Given entries ▸
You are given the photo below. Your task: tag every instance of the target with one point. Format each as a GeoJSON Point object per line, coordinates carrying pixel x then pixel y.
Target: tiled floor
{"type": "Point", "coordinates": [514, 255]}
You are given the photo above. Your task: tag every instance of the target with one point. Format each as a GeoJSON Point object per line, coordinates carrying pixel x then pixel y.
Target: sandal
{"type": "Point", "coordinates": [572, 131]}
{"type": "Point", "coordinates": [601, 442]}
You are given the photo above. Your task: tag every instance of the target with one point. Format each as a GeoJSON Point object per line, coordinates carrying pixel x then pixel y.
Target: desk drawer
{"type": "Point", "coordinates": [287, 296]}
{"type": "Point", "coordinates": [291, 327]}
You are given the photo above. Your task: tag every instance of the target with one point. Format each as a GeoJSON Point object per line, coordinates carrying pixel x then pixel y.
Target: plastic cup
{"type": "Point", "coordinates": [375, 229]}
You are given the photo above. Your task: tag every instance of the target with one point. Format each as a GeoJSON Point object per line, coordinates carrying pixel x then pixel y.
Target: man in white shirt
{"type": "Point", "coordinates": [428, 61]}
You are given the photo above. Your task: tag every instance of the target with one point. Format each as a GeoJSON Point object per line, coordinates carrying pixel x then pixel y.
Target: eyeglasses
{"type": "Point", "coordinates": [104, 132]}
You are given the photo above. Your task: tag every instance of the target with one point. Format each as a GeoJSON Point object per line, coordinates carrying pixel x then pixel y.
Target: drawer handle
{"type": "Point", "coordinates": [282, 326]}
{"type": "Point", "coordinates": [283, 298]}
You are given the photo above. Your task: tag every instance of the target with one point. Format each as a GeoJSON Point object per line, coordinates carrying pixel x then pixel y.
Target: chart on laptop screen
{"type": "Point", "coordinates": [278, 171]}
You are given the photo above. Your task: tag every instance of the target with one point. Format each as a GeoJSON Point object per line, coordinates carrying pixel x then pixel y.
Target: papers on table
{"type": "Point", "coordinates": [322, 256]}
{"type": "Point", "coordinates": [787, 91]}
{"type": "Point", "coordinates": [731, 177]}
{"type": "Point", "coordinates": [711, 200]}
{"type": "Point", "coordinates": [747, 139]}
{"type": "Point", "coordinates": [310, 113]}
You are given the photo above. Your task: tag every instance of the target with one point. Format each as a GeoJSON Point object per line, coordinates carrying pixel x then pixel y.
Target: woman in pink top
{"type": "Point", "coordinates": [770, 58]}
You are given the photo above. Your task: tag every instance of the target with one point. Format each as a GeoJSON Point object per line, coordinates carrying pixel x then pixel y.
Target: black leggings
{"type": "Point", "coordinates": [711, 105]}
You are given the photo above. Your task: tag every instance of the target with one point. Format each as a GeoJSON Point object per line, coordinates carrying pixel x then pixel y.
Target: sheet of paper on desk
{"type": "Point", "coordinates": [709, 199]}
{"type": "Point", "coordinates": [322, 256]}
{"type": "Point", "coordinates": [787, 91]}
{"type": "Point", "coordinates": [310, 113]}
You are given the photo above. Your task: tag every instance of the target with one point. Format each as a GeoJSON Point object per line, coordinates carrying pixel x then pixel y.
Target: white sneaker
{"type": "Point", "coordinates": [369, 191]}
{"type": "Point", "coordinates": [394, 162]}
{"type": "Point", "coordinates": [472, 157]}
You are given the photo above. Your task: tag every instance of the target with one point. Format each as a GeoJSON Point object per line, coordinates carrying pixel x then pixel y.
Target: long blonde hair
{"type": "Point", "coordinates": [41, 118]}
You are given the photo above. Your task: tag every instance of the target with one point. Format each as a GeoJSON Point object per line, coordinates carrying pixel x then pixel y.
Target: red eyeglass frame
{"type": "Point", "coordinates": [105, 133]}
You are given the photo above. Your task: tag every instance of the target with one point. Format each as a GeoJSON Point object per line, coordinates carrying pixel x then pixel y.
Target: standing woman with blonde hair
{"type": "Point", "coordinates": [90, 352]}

What you have to do ▸ Copy out every entry above exactly.

Answer section ▸
You are given the photo below. Your task: tag every instance of the target with one point. Format each as a GeoJSON Point object per line, coordinates carrying pixel x then pixel y.
Target: tiled floor
{"type": "Point", "coordinates": [514, 255]}
You are given the photo above. Your task: tag every instance of the target with one point. Format each as a GeoJSON Point object per line, coordinates carrying pixel x then pixel y.
Target: sandal
{"type": "Point", "coordinates": [572, 131]}
{"type": "Point", "coordinates": [601, 442]}
You are given the photo above. Your task: tag every instance of the target with one point. Format each as a GeoJSON Point object per line, coordinates carrying pixel x then pixel y.
Target: desk drawer
{"type": "Point", "coordinates": [287, 296]}
{"type": "Point", "coordinates": [291, 327]}
You are given the photo above. Your task: tag every instance of the target with one point. Format each as a GeoJSON Point object per line, coordinates carrying pixel x then pixel y.
Target: plastic cup
{"type": "Point", "coordinates": [375, 229]}
You are given the photo above. Your task: tag every instance of the target with one point. Format each as a GeoJSON Point object per line, coordinates carrying pixel x then pixel y.
Target: man in white shirt
{"type": "Point", "coordinates": [428, 61]}
You are given the photo above. Your task: tag every instance of the target with one point. Format each as a GeoJSON Point object per line, coordinates carrying pixel x then pixel y.
Target: eyeglasses
{"type": "Point", "coordinates": [104, 132]}
You are given the photo above. Your task: tag every instance of the target with one point. Format each as a GeoJSON Point object per line, coordinates carrying pixel x then pixel y.
Target: drawer handle
{"type": "Point", "coordinates": [282, 326]}
{"type": "Point", "coordinates": [283, 298]}
You are given the photo above. Your task: tag every instance of the target with one point. Format each as a GeoJSON Point object per line, coordinates carrying pixel x then pixel y.
Target: chart on laptop screen
{"type": "Point", "coordinates": [278, 171]}
You are given the photo above. Your task: tag every instance of the target with one point. Format each as a GeoJSON Point object per line, coordinates carrying pixel x then pixel y.
Target: papers on table
{"type": "Point", "coordinates": [322, 256]}
{"type": "Point", "coordinates": [787, 91]}
{"type": "Point", "coordinates": [731, 177]}
{"type": "Point", "coordinates": [711, 200]}
{"type": "Point", "coordinates": [747, 139]}
{"type": "Point", "coordinates": [310, 113]}
You are given the photo above. Your task: tag every instance of the target with one point. Format each as a GeoJSON Point object per line, coordinates carrying pixel x then pixel y.
Target: woman in pink top
{"type": "Point", "coordinates": [770, 58]}
You are given the photo above. Your task: tag every instance of the target with one point. Format each as a GeoJSON Point object per line, coordinates carrying pixel x then pixel y.
Target: black leggings
{"type": "Point", "coordinates": [711, 105]}
You are given the photo above. Your task: tag every instance of the target with one point. Format each as a GeoJSON Point object per line, coordinates carrying pixel x then pixel y.
Target: sheet of paper on desk
{"type": "Point", "coordinates": [709, 199]}
{"type": "Point", "coordinates": [322, 256]}
{"type": "Point", "coordinates": [787, 91]}
{"type": "Point", "coordinates": [310, 113]}
You are given the photo above. Your task: tag every instance of the target with one point. Format each as a GeoJSON Point object per line, coordinates carrying pixel x then pixel y.
Target: white sneaker
{"type": "Point", "coordinates": [369, 191]}
{"type": "Point", "coordinates": [394, 162]}
{"type": "Point", "coordinates": [472, 157]}
You are given the photo above. Your task: tag every instance of the target with one point. Format each as a GeoJSON Point object per line, coordinates carrying pixel x then pixel y.
Target: long blonde hair
{"type": "Point", "coordinates": [41, 118]}
You are given the photo above. Your task: tag every instance of the target with one point. Format each as a GeoJSON Point object per line, coordinates carrying pixel x then pixel y.
Target: red eyeglass frame
{"type": "Point", "coordinates": [105, 133]}
You are given the photo above. Your task: tag every instance of the target with one point. Format each as a GeoJSON Point object per line, coordinates carrying pixel x then pixel y.
Target: standing woman with blonde hair
{"type": "Point", "coordinates": [90, 352]}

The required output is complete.